[EXERCISE DATA Boundary: Start]

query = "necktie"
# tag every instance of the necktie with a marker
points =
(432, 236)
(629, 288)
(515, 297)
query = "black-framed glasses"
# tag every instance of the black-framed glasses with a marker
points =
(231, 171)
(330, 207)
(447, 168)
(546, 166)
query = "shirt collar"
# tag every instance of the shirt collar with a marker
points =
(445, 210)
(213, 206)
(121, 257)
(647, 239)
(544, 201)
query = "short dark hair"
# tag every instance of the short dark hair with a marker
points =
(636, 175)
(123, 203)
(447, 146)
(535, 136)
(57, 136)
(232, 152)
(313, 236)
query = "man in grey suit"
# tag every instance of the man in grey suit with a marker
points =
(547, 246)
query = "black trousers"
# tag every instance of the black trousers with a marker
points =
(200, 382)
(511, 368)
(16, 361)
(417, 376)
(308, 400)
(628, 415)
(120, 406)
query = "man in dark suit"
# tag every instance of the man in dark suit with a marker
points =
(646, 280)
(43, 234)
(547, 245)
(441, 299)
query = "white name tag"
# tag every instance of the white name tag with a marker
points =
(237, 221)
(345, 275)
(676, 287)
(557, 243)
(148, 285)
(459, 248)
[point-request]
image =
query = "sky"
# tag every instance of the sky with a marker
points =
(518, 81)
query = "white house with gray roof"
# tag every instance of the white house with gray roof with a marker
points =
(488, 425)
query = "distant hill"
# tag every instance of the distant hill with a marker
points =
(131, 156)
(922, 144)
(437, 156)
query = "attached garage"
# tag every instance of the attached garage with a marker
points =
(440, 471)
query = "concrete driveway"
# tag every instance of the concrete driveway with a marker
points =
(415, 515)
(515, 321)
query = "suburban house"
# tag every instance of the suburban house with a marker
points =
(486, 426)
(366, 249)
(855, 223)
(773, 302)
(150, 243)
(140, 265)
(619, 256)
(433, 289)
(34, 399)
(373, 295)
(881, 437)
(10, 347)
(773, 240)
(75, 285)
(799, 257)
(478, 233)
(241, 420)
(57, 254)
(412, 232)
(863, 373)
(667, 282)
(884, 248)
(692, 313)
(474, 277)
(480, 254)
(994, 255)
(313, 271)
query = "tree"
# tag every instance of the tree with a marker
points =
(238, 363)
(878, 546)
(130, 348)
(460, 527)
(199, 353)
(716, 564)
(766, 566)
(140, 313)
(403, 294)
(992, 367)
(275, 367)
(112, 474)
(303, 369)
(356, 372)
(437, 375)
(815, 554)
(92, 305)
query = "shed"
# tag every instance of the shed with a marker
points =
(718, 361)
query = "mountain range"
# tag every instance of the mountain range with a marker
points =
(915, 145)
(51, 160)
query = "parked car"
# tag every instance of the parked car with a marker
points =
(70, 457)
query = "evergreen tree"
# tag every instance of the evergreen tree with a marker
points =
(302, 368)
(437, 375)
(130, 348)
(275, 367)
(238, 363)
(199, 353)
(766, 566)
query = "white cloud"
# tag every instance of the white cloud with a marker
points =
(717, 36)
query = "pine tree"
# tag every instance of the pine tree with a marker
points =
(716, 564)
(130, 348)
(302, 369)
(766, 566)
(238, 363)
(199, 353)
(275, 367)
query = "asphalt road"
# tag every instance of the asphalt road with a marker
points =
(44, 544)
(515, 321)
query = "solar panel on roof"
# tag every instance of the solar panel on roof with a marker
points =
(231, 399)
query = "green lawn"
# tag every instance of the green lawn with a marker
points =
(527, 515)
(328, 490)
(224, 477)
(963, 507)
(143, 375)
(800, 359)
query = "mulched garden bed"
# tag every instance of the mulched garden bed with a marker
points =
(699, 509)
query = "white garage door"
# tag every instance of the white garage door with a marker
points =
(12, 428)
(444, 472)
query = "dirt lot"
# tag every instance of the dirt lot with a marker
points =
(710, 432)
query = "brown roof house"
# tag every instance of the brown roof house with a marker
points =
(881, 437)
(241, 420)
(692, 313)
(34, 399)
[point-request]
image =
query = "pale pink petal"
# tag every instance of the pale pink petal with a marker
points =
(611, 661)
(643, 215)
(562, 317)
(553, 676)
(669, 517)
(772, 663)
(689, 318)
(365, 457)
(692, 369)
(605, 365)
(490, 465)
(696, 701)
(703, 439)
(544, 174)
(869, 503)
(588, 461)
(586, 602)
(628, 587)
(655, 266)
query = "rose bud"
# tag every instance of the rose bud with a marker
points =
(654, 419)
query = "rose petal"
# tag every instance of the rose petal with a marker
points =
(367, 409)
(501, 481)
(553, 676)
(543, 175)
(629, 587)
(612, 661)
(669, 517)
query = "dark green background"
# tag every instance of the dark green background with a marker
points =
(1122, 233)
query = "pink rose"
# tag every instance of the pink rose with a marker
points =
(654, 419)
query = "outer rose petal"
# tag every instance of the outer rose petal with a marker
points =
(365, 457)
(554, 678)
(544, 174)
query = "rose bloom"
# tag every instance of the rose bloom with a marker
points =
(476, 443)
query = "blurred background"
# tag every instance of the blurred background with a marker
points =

[EXERCISE DATA Boundary: End]

> WORK ITEM
Above are the records; retype them all without a single difference.

> REPLY
query = "necktie"
# tag every instance of the necktie with a marker
points =
(432, 236)
(629, 288)
(515, 297)
query = "black-framed glasses"
# tag every instance of the black-framed glasses with a marker
points =
(231, 171)
(330, 207)
(447, 168)
(546, 166)
query = "shirt collar"
# tag every instance of the shirt collar with a marker
points =
(445, 210)
(213, 206)
(121, 257)
(647, 239)
(544, 201)
query = "short dark hair"
# tag every instance of the short dark hair with a marker
points =
(636, 175)
(123, 203)
(447, 146)
(535, 136)
(57, 136)
(232, 152)
(313, 236)
query = "man in grey suit"
# tag every instance of the man in grey suit with a marker
points =
(547, 246)
query = "black trousers"
# tag every instance of the black trousers with a marker
points =
(200, 382)
(511, 368)
(16, 361)
(417, 376)
(308, 400)
(628, 415)
(120, 406)
query = "man in dark suit"
# tag every instance of the man in dark suit with a marker
points =
(646, 280)
(43, 234)
(547, 245)
(441, 299)
query = "white name tag"
# tag every instance of the white name tag with a marker
points =
(237, 221)
(345, 275)
(676, 287)
(557, 243)
(148, 285)
(459, 248)
[point-request]
image =
query = "sky"
# tag every instance of the sky with a marker
points =
(518, 81)
query = "white house with gray roof"
# tag every instance of the white house with gray roof with a marker
points =
(488, 425)
query = "distant hill"
# tag every instance of the distant hill with a marker
points =
(131, 156)
(922, 144)
(437, 156)
query = "attached garage"
# tag every instance of the attached garage with a marker
points =
(440, 471)
query = "concrete driveway"
# tag every instance of the concrete driveway with a marker
points =
(415, 515)
(515, 321)
query = "suburban house"
# tag every instance of the suburban house with a marker
points =
(486, 426)
(366, 249)
(855, 223)
(773, 302)
(150, 243)
(140, 265)
(619, 256)
(433, 289)
(34, 399)
(373, 295)
(881, 437)
(10, 347)
(773, 240)
(75, 285)
(799, 257)
(478, 233)
(241, 420)
(57, 254)
(412, 232)
(863, 373)
(667, 282)
(884, 248)
(692, 313)
(474, 277)
(480, 254)
(994, 255)
(313, 271)
query = "tree"
# tag every instance of the tree with a marker
points =
(238, 363)
(878, 546)
(130, 348)
(460, 527)
(199, 353)
(716, 564)
(766, 566)
(140, 313)
(403, 294)
(992, 367)
(275, 367)
(112, 474)
(303, 369)
(356, 372)
(437, 375)
(815, 554)
(92, 305)
query = "shed"
# tag every instance of the shed with a marker
points =
(718, 361)
query = "mountain range"
# tag every instance of the mountain range with a marker
points =
(915, 145)
(51, 160)
query = "parked car"
# tag every instance of the parked car with a marker
points =
(70, 457)
query = "evergreen tree"
# tag every instance of the evergreen tree with a marker
points =
(302, 368)
(437, 375)
(130, 348)
(275, 367)
(238, 363)
(199, 353)
(766, 566)
query = "white cloud"
# tag every instance of the white cloud with a marker
points =
(717, 36)
query = "pine tree"
# tag every instance of the pine tree with a marker
points =
(716, 564)
(130, 348)
(302, 369)
(766, 566)
(238, 363)
(199, 353)
(275, 367)
query = "asphalt road"
# tag every instance of the asphalt road with a marker
points =
(44, 544)
(515, 321)
query = "solar panel on roof"
# tag every instance of the solar panel on roof with a marker
points =
(231, 399)
query = "green lawn"
# tag every instance of the green lawn with a marker
points =
(527, 515)
(328, 490)
(224, 477)
(963, 507)
(143, 375)
(800, 359)
query = "mulched garden bed"
# tag every instance of the mulched garden bed with a marker
points =
(699, 509)
query = "white garage door"
# tag every instance of the white garage door with a marker
points =
(12, 428)
(444, 472)
query = "dirt lot"
# tag every instance of the dirt lot with a marker
points =
(710, 432)
query = "brown roof house"
# tag every instance of the brown roof house with a marker
points =
(881, 437)
(241, 420)
(692, 313)
(34, 399)
[point-request]
image =
query = "pale pink petal"
# tag every instance of the pale pink petal with a marker
points =
(611, 661)
(643, 215)
(562, 317)
(553, 676)
(669, 517)
(772, 663)
(689, 318)
(365, 457)
(692, 369)
(605, 365)
(490, 465)
(696, 701)
(703, 439)
(544, 174)
(869, 503)
(588, 461)
(586, 602)
(628, 587)
(655, 266)
query = "rose bud"
# tag every instance of the rose bud with a marker
points =
(654, 419)
query = "rose petal"
# tag every instance of the rose petal with a marker
points =
(367, 409)
(501, 481)
(553, 676)
(543, 175)
(629, 587)
(612, 661)
(669, 517)
query = "dark green background"
# tag every instance of the dark green background with a marker
points =
(1122, 233)
query = "pink rose"
# tag every instance of the pink rose with a marker
points =
(654, 419)
query = "outer rose petal"
# tag every instance of the outer rose petal with a marker
points =
(365, 457)
(554, 678)
(544, 174)
query = "rose bloom"
# tag every instance of the rose bloom with a marker
points =
(476, 443)
query = "blurred background"
# tag every instance of the blurred background with a marker
points =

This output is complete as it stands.